* start RECORDS FOR THIS EXERCISE *

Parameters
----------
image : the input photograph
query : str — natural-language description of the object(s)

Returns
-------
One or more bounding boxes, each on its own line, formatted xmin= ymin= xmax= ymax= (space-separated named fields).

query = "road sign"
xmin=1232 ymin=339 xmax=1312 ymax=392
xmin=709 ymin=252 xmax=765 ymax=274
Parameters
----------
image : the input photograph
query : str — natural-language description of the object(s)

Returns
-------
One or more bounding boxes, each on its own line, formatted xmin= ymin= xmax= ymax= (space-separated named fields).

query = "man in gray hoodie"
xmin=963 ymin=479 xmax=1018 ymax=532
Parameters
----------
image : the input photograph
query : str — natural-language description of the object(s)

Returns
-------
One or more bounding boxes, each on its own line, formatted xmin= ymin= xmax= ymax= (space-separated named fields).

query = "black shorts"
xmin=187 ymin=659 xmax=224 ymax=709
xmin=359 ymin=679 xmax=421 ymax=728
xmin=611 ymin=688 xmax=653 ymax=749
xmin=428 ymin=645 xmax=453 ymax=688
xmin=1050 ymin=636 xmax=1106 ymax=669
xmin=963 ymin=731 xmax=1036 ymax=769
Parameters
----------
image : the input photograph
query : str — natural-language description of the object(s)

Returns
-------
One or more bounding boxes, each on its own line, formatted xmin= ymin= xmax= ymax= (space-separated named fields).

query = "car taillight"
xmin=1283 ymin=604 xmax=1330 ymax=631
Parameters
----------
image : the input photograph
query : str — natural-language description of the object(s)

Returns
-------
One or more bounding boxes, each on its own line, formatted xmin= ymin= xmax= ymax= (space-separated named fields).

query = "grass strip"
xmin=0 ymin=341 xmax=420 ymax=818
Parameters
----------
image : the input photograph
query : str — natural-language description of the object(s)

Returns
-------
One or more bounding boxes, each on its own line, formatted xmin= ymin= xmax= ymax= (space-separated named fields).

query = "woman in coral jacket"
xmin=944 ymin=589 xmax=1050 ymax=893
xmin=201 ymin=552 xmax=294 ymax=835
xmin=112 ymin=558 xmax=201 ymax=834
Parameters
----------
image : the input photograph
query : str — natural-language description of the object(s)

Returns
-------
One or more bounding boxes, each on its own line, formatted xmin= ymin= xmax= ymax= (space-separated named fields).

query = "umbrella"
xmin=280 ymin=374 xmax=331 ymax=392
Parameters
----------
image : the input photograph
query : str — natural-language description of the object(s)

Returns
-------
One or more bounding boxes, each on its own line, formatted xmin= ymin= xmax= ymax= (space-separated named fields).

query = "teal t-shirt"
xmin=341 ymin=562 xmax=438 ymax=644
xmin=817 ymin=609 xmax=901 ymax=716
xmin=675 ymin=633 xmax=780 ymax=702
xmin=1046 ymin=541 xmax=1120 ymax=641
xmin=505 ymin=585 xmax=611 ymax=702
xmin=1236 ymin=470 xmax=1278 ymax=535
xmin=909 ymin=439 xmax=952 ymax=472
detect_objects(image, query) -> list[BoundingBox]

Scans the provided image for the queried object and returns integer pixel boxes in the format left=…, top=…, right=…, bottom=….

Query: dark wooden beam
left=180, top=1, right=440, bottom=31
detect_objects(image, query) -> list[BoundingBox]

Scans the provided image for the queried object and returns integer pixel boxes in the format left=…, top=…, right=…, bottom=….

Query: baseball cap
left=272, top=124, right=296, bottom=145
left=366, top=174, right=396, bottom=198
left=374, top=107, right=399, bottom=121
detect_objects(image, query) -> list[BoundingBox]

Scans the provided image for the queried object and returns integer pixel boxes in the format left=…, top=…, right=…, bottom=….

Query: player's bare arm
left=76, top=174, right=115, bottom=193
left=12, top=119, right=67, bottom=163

* end RECORDS FOR THIS EXERCISE *

Rewrite all the records above, replacing "input photograph" with "source image" wherever it occurs and leaving the rest as it is.

SOLUTION TO THIS PROBLEM:
Parameters
----------
image : the source image
query : str — natural-language description of the object(s)

Returns
-------
One or more bounding boxes, each on its own line, formatted xmin= ymin= xmax= ymax= (space-separated named fields).

query = "road sign"
xmin=1232 ymin=339 xmax=1312 ymax=392
xmin=709 ymin=252 xmax=765 ymax=274
Parameters
----------
image : the source image
query : str — natural-language description of the object(s)

Returns
-------
One or more bounding boxes, each on its own line, formatted xmin= ymin= xmax= ymax= (space-separated named fields).

query = "man in gray hoodie"
xmin=963 ymin=479 xmax=1018 ymax=532
Parameters
----------
image : the source image
query : str — natural-language description of the object(s)

Returns
-------
One or more bounding boxes, each on its own line, formatted xmin= ymin= xmax= ymax= (space-separated named fields).

query = "black shorts"
xmin=187 ymin=659 xmax=224 ymax=709
xmin=359 ymin=679 xmax=421 ymax=728
xmin=611 ymin=688 xmax=653 ymax=749
xmin=428 ymin=645 xmax=453 ymax=688
xmin=1050 ymin=636 xmax=1106 ymax=669
xmin=963 ymin=731 xmax=1036 ymax=769
Parameters
----------
image : the source image
query : str — natural-language description of the object(s)

Returns
-------
One or more bounding boxes, each on its own line, formatted xmin= ymin= xmax= ymax= (space-separated named fields).

query = "car taillight"
xmin=1283 ymin=604 xmax=1330 ymax=631
Parameters
----------
image : the source image
query : str — natural-language description of the object(s)

Returns
-------
One or more bounding boxes, each on its own line, formatted xmin= ymin= xmax= ymax= (space-separated named fields).

query = "grass strip"
xmin=0 ymin=341 xmax=420 ymax=818
Parameters
----------
image : the source image
query : str — natural-language description of the object(s)

Returns
-------
One or more bounding boxes, each on its own line, formatted xmin= ymin= xmax= ymax= (space-separated named fields).

query = "woman in coral jacket"
xmin=944 ymin=589 xmax=1050 ymax=893
xmin=201 ymin=552 xmax=294 ymax=835
xmin=112 ymin=558 xmax=201 ymax=834
Parameters
----------
image : the source image
query : str — natural-language description of the object(s)

Returns
-------
One or more bounding boxes, each on its own line, formatted xmin= ymin= xmax= ymax= (space-separated named fields).

query = "umbrella"
xmin=280 ymin=374 xmax=331 ymax=392
Parameters
----------
image : the source image
query : str — natural-language description of the object(s)

Returns
-------
One or more bounding boxes, each on its own line, formatted xmin= ymin= xmax= ymax= (space-separated named fields).

query = "teal t-shirt"
xmin=341 ymin=562 xmax=438 ymax=644
xmin=817 ymin=609 xmax=901 ymax=716
xmin=675 ymin=633 xmax=780 ymax=702
xmin=1046 ymin=541 xmax=1120 ymax=641
xmin=505 ymin=585 xmax=611 ymax=702
xmin=1236 ymin=470 xmax=1278 ymax=535
xmin=909 ymin=439 xmax=952 ymax=472
detect_objects(image, query) -> list[BoundingBox]

Scans the provided image for the queried object and returns integer pixel boxes in the format left=…, top=…, right=…, bottom=….

Query: dark wooden beam
left=180, top=1, right=440, bottom=31
detect_objects(image, query) -> list[BoundingBox]

Scans the provided image for the queried object and returns integer pixel boxes in the format left=…, top=…, right=…, bottom=….

Query: baseball cap
left=272, top=124, right=296, bottom=145
left=366, top=174, right=396, bottom=198
left=374, top=107, right=399, bottom=121
detect_objects(image, query) -> list[BoundingBox]

Scans the provided image for the queried object and returns integer pixel boxes in the format left=…, top=…, right=…, bottom=….

Query: player's bare arm
left=76, top=174, right=115, bottom=193
left=12, top=119, right=67, bottom=163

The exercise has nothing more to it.